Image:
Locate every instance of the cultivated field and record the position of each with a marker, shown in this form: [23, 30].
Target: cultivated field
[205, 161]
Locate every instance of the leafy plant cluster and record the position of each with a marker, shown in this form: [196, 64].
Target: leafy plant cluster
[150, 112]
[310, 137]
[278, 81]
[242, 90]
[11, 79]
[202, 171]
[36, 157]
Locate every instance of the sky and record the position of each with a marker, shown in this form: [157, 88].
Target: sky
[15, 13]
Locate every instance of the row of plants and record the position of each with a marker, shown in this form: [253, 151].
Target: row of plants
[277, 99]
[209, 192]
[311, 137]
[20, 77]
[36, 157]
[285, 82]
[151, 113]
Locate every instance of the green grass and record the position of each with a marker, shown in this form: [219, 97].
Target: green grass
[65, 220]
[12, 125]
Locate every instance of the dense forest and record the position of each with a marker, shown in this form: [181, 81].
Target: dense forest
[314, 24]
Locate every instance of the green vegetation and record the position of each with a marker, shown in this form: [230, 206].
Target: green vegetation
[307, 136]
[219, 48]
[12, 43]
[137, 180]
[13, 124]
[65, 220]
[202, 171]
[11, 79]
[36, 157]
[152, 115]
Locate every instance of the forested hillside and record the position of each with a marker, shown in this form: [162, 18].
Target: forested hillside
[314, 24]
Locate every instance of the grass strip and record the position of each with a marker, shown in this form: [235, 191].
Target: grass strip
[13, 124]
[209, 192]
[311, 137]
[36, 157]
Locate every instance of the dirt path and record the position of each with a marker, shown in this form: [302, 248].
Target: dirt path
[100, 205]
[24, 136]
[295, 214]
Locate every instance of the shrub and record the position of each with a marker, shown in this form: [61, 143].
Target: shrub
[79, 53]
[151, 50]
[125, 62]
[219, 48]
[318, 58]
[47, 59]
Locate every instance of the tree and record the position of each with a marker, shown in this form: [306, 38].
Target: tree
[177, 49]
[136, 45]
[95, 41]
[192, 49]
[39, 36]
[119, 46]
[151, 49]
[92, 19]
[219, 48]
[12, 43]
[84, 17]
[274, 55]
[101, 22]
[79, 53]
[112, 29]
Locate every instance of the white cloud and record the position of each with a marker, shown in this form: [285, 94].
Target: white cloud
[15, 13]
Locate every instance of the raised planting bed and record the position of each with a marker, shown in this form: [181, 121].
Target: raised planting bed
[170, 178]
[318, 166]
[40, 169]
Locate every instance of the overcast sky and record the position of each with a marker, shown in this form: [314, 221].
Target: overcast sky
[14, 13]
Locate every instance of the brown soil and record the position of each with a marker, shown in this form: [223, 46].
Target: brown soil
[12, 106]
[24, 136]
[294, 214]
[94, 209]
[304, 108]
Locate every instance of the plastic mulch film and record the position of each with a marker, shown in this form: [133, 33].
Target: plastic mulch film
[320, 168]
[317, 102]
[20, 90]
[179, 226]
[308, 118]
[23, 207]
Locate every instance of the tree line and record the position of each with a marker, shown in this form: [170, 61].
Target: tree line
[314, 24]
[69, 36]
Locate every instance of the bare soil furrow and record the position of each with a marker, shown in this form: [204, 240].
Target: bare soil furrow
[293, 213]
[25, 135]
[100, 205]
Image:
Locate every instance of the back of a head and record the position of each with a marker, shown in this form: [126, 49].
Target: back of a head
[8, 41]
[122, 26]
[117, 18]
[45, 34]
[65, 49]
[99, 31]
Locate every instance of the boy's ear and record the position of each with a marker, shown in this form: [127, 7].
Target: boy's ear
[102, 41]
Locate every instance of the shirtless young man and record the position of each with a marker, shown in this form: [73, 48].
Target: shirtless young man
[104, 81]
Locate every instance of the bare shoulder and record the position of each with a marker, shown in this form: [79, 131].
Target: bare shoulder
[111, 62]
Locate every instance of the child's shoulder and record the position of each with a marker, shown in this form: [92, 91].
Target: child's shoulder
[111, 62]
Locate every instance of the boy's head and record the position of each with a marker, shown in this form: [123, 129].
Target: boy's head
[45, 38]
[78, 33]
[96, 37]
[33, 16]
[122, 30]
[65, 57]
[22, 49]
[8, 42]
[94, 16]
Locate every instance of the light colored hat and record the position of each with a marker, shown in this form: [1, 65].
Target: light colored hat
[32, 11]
————
### [Exercise prompt]
One exact transcript of the whole listing is the expected answer.

### [Written response]
Image:
Locate every instance of the cultivated field and record the position of each with a marker, shown in this form: [23, 30].
Target: cultivated field
[205, 161]
Locate every instance of the leafy plant cluster and record the position of each with a marker, shown in this form: [196, 64].
Target: leafy plant cluster
[150, 112]
[310, 137]
[278, 81]
[242, 90]
[11, 79]
[202, 171]
[36, 157]
Locate every instance of the sky and record the position of each with a marker, shown in this form: [157, 88].
Target: sky
[15, 13]
Locate every instance of the row of plants and record the position of each with a marker, shown in this form: [253, 151].
Target: row of plants
[277, 99]
[209, 192]
[311, 137]
[20, 77]
[36, 157]
[285, 82]
[151, 113]
Locate every instance of the green grass and record the position of each with a marker, shown in this form: [219, 97].
Target: green grass
[65, 220]
[12, 125]
Locate every instance of the dense forest and record the position of each with a marker, shown in this form: [181, 81].
Target: dense forest
[314, 24]
Locate every instance of the green vegetation and record the position of each with a marker, shown in this form: [230, 206].
Target: green vegetation
[307, 136]
[219, 48]
[12, 43]
[137, 180]
[13, 124]
[65, 220]
[202, 171]
[11, 79]
[36, 157]
[152, 115]
Locate every instance of the forested hillside and record the position of each with a marker, shown in this form: [162, 18].
Target: forested hillside
[314, 24]
Locate every instance of the grass strip and record the position of each with a marker, shown in this form: [235, 191].
Target: grass strip
[13, 124]
[209, 192]
[311, 137]
[36, 157]
Locate every instance of the dirt path and record the position of each with a marker, shown in this form: [302, 248].
Target: dirt path
[100, 205]
[24, 136]
[295, 214]
Locate every instance of the shrub and record the position of each with a marker, shown in this form: [61, 143].
Target: shrub
[79, 53]
[151, 50]
[125, 62]
[219, 48]
[318, 58]
[47, 59]
Locate every instance of the tree and record the position of each with a marker, shown in this form: [306, 38].
Target: tree
[177, 49]
[136, 45]
[95, 41]
[192, 49]
[39, 36]
[119, 46]
[151, 49]
[92, 19]
[219, 48]
[12, 43]
[84, 17]
[274, 55]
[101, 22]
[79, 53]
[112, 29]
Locate every instance of the white cloud and record the position of each with a marker, shown in this form: [285, 94].
Target: white cloud
[15, 13]
Locate every instance of the raised planting bed and record the position of each with a marker, shown in this form: [181, 121].
Target: raised planting bed
[170, 178]
[318, 166]
[40, 169]
Locate every instance of the overcast sky and record the position of each with a marker, shown in this form: [314, 221].
Target: overcast sky
[14, 13]
Locate every instance of the brown soil and record the position of each with a marker, shown in this form: [223, 46].
Target: brown soil
[12, 106]
[24, 136]
[294, 214]
[94, 209]
[304, 108]
Locate every instance of the plastic mulch film and record the position of each with a marker, shown in this form: [133, 33].
Target: plastic mulch film
[320, 168]
[317, 102]
[20, 90]
[179, 226]
[308, 118]
[23, 207]
Locate every instance of the tree line and record the position of each with a marker, shown in this form: [170, 61].
Target: tree line
[314, 24]
[69, 36]
Locate every instance of the bare soil furrow and record the position of each with a marker, shown in this form: [204, 240].
Target: bare soil furrow
[293, 213]
[25, 135]
[100, 205]
Image:
Locate every instance of the back of a head and record the position of each with a marker, shown in this form: [126, 49].
Target: back of a head
[8, 41]
[122, 26]
[117, 18]
[45, 34]
[65, 49]
[99, 31]
Locate every instance of the boy's ear and record the position of each with a marker, shown in this form: [127, 7].
Target: boy's ear
[102, 41]
Locate every instance of the shirtless young man and record the position of each with a marker, shown in this form: [73, 48].
Target: shirtless young man
[104, 81]
Locate every instance of the bare shoulder and record the position of each with a marker, shown in this form: [79, 131].
Target: bare shoulder
[111, 62]
Locate every instance of the child's shoulder and record the position of each with a marker, shown in this form: [92, 91].
Target: child's shoulder
[111, 62]
Locate every instance of the boy's head and record the position of each with a marker, shown in this form: [123, 129].
Target: boy's head
[45, 38]
[78, 33]
[96, 37]
[33, 16]
[122, 30]
[65, 57]
[22, 49]
[8, 42]
[94, 16]
Locate every instance of the light colored hat and record the position of each with a marker, shown in this form: [1, 65].
Target: light colored hat
[32, 11]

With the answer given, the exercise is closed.